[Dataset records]
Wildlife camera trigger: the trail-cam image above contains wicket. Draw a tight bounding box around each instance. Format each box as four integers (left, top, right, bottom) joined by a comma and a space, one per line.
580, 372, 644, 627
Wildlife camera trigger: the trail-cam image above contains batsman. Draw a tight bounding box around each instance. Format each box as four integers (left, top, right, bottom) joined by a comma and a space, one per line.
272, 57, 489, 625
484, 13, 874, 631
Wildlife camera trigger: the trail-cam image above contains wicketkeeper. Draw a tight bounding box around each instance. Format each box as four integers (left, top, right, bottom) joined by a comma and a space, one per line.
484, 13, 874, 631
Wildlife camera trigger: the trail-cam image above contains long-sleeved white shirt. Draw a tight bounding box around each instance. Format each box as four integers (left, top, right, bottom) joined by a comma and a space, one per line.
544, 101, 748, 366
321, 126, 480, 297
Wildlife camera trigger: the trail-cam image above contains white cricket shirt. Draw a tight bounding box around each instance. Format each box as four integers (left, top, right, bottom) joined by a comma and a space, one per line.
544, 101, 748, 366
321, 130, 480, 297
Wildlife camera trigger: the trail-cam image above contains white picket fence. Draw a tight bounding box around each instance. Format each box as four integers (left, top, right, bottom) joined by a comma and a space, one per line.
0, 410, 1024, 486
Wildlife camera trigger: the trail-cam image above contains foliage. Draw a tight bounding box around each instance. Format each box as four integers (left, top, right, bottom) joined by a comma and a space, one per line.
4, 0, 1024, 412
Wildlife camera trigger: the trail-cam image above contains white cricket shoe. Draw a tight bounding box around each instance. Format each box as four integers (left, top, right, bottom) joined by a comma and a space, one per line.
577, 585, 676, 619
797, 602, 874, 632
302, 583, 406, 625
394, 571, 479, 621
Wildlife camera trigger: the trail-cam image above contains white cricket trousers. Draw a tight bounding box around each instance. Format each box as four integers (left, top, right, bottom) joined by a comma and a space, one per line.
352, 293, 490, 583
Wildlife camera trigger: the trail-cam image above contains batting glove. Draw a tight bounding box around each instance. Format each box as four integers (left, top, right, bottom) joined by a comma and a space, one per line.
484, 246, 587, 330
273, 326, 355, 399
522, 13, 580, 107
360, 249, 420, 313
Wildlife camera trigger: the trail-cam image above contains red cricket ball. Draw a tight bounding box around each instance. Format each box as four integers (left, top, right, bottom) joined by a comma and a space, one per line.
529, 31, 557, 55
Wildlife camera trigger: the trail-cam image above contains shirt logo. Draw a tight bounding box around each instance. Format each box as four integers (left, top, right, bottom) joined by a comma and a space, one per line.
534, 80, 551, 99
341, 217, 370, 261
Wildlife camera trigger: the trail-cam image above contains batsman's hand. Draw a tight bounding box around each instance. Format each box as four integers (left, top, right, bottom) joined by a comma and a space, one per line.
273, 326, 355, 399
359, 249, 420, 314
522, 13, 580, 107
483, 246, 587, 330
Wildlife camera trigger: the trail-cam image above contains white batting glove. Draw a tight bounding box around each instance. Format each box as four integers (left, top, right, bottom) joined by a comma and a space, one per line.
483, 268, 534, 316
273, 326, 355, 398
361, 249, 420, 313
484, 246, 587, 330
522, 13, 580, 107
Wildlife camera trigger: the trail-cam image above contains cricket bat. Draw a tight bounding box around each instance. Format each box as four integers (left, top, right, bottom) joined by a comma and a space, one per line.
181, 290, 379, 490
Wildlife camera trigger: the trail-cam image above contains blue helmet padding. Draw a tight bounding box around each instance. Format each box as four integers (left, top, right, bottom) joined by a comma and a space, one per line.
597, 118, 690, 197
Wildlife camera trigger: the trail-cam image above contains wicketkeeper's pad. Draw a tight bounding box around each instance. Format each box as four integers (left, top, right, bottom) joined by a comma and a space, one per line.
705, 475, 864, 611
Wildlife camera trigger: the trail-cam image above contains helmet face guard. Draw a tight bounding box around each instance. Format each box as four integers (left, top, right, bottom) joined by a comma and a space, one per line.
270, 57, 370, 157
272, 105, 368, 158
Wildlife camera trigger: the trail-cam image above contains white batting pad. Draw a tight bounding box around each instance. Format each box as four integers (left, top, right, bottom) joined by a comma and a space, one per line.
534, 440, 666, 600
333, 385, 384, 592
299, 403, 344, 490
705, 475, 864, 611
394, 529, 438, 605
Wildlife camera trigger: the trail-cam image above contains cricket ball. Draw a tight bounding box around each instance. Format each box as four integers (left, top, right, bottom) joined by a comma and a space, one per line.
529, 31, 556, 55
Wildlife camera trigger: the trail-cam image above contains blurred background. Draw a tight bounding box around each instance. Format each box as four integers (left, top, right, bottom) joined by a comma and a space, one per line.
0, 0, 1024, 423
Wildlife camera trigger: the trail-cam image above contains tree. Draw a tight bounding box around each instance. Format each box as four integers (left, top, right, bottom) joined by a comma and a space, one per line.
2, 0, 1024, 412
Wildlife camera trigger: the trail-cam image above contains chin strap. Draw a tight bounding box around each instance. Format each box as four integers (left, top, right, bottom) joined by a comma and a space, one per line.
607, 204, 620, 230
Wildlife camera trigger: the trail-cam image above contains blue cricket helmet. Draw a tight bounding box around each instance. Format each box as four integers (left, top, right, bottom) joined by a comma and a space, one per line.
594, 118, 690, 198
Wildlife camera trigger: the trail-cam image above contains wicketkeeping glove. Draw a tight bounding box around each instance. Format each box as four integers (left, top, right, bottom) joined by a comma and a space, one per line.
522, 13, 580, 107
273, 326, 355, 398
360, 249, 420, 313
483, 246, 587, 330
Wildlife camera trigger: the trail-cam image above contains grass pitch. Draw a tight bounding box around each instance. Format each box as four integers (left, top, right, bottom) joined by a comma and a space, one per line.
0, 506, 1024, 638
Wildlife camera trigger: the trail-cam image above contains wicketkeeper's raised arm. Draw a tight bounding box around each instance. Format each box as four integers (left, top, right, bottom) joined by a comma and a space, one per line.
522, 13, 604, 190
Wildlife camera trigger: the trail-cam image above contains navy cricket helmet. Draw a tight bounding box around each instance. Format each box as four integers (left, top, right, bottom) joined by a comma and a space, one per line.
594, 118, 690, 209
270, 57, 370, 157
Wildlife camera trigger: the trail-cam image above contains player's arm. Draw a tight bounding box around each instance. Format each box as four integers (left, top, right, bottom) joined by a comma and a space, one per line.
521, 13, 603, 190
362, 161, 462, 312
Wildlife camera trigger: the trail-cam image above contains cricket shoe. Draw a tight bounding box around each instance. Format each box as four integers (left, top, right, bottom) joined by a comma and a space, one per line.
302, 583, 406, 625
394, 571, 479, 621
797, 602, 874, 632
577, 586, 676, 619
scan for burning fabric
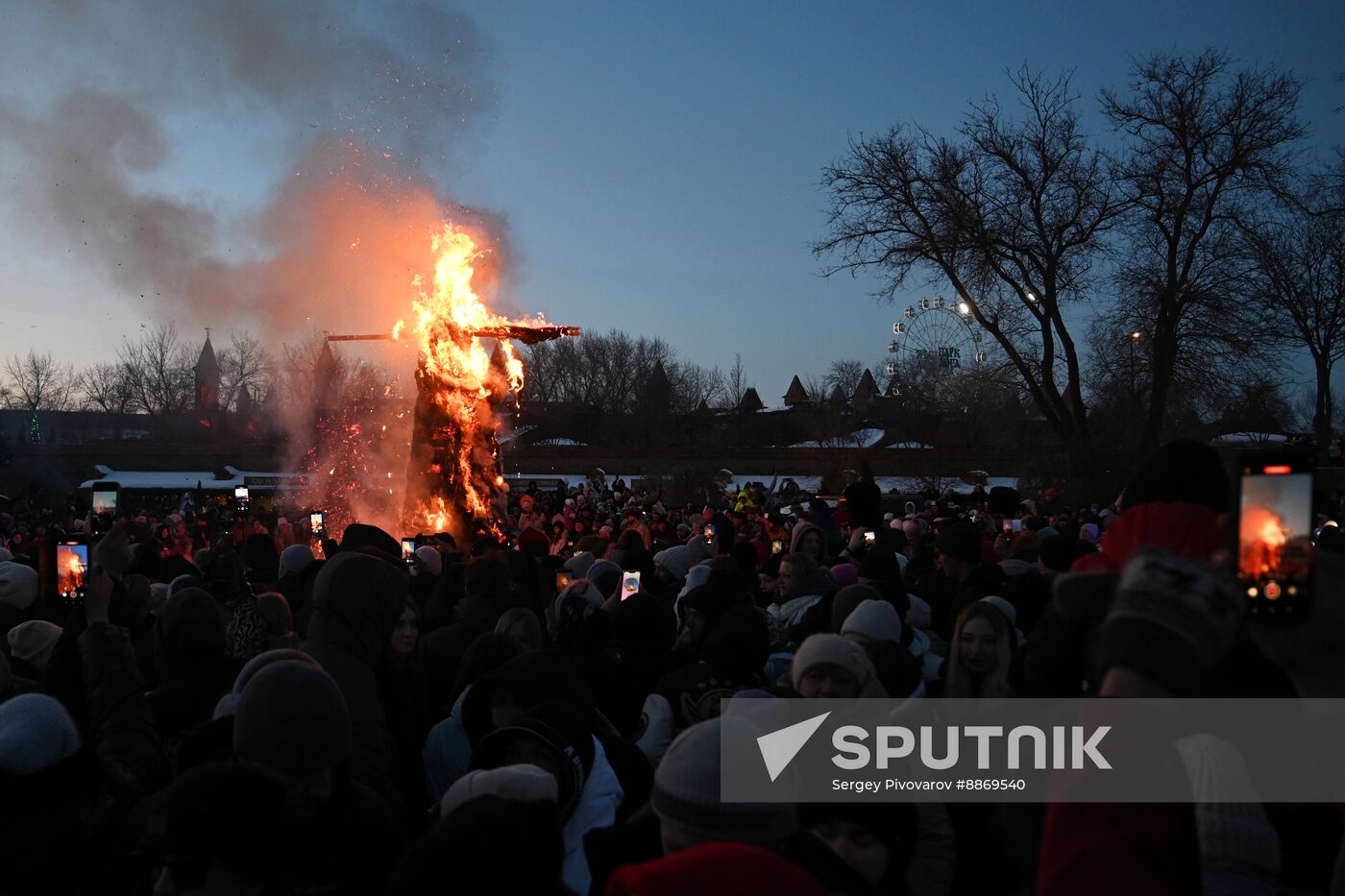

TASK STATEMENT
Rewrite everything from the line containing "above contains long-sleeved" down to the line containing "352, 293, 490, 583", both included. Multiply each bounding box coordinate in the answers by 2.35 and round to whole numbers, halves up, while copying every other line unchanged.

WRITTEN SOLUTION
Wildlife camera trigger: the trail-cam image above contains long-sleeved white shirt. Draw a tight bounding box around each instance. Format each box as four integers (left, top, right, bottom) joined by a comma and a space, one per line.
1278, 237, 1758, 860
754, 296, 1128, 698
Wildlife camera trigger: the trail-cam image above contains white cricket shirt. Draw a tight bounding box around each instance. Format each box as four integers (left, top, right, bottom) joined by a comma and a space, one per line.
1278, 237, 1758, 860
754, 306, 1128, 698
Wildlife camera trigger: the trail-cam image above contains white picket fence. Draw a tight bounding box around each instance. Format each box as four integers (left, top, right, bottom) joined by a comma and a space, one per line.
0, 964, 2406, 1142
Wildlife camera trigger: the trail-cam image above contains foliage. Draw a tight bounding box around each instance. Format each box as four integers (left, top, right, bottom) joined by a comma and a space, one per line.
9, 0, 2406, 968
Wildlife camera trigger: the trail-cam image above contains white cricket shoe. Draw a tight bounding box around each instance. Format each box as four integers (left, top, right, bottom) joined by a comma and a space, one per line.
1356, 1375, 1589, 1455
1873, 1415, 2054, 1485
710, 1370, 954, 1469
926, 1342, 1126, 1459
Wildlife camera trigger: the trail-cam image above contains white cricket trousers. Draw a tight bounding box around each instance. Format each box as four integers (left, top, right, bottom) joined by a comma and a space, one per line.
827, 689, 1152, 1370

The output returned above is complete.